■ WHAT THE TASK ASKS:
The lines to retype are the one with "In the photo above, where can the dark" and all that follow it to the end of the entries below; copy them exactly and nothing else.

Start of MATERIAL FOR THIS EXERCISE

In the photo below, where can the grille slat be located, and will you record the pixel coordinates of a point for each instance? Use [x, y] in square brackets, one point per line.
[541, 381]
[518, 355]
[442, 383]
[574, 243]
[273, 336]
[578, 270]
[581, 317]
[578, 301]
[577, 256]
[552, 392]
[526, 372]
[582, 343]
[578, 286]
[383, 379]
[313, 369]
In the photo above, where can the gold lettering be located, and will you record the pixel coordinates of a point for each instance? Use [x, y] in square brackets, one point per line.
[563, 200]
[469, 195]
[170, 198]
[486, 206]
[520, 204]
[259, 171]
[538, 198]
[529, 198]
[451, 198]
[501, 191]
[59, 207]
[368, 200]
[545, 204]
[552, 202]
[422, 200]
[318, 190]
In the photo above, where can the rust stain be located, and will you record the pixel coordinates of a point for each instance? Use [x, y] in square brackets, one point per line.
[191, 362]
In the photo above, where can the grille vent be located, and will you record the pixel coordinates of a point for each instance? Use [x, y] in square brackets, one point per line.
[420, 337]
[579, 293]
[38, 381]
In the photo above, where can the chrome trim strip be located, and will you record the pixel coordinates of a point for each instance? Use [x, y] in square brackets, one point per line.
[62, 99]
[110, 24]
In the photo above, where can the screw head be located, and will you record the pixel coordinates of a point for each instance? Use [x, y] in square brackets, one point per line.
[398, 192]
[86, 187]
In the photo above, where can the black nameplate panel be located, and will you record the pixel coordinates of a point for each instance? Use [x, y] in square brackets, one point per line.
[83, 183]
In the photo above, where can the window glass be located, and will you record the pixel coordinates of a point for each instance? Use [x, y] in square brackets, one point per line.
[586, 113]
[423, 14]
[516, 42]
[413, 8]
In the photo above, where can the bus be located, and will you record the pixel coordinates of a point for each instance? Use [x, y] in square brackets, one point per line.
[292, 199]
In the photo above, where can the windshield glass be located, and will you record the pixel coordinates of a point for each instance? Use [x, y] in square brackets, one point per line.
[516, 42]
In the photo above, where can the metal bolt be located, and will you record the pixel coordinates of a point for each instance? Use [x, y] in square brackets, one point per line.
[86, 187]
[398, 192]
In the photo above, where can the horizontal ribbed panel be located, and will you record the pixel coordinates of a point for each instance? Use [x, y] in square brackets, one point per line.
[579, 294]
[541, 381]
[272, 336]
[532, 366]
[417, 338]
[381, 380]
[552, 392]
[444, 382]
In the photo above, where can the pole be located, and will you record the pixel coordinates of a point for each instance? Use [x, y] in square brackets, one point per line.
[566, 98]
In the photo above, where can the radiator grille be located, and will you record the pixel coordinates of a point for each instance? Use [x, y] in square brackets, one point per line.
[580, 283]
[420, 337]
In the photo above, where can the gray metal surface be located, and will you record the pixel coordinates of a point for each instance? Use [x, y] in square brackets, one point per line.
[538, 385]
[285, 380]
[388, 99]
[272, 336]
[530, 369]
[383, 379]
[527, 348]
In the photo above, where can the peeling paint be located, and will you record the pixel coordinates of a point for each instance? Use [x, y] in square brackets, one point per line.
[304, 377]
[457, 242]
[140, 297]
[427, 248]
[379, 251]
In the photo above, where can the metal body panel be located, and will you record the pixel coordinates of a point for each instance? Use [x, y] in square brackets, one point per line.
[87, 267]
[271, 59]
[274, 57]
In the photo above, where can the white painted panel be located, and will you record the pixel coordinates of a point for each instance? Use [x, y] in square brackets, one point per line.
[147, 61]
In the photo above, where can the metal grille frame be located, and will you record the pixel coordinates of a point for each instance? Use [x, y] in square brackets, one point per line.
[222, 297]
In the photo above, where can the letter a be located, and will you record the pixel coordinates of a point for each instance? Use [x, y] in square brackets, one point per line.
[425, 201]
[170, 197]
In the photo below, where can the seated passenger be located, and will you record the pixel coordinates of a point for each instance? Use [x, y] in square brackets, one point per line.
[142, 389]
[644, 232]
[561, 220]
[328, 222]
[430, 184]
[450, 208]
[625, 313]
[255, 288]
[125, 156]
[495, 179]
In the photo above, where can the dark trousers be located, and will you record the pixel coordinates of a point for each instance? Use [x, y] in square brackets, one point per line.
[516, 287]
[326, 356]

End of MATERIAL FOR THIS EXERCISE

■ FINISHED EXERCISE:
In the photo above, where can the dark trousers be located, and will you record the pixel coordinates of a point for each instance? Use [x, y] in square brackets, one point per line.
[516, 287]
[326, 356]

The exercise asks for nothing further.